AVAILABLE RECORDS →
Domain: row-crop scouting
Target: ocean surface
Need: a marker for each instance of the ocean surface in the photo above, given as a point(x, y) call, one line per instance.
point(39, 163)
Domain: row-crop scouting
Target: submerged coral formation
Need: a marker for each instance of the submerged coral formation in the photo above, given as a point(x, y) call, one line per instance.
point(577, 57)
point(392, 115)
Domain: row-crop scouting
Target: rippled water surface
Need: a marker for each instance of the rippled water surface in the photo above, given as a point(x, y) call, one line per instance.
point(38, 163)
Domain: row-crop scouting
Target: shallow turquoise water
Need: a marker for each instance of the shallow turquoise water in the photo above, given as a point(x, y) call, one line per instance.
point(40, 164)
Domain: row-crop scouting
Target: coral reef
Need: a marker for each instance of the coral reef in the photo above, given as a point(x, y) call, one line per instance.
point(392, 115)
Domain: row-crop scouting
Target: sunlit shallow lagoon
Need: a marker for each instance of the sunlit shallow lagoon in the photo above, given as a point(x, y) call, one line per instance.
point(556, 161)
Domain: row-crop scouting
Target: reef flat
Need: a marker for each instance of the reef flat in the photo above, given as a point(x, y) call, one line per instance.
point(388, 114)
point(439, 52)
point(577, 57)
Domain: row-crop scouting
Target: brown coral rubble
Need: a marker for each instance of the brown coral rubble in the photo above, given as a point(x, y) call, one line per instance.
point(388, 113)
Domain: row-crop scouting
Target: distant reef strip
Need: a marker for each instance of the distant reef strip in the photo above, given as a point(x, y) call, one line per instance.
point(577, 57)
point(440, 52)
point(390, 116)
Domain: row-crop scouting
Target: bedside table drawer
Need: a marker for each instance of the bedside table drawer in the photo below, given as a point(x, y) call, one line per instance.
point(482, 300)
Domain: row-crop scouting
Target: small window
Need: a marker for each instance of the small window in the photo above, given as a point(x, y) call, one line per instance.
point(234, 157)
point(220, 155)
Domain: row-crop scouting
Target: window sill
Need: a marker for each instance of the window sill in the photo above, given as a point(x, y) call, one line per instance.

GIVEN PROBLEM →
Pick out and copy each line of the listing above that contains the word "coral", matching its case exactly.

CORRECT RESULT →
Target: submerged coral formation
Need: a marker for each instance of the submerged coral formation in the photo above, given as a point(x, y) call, one line per instance.
Target: coral reef
Need: a marker for each instance of the coral reef in the photo above, given as a point(x, y) call, one line per instance.
Target: brown coral rubble
Need: a marker for each instance of the brown coral rubble in the photo above, given as a point(x, y) call, one line per instance.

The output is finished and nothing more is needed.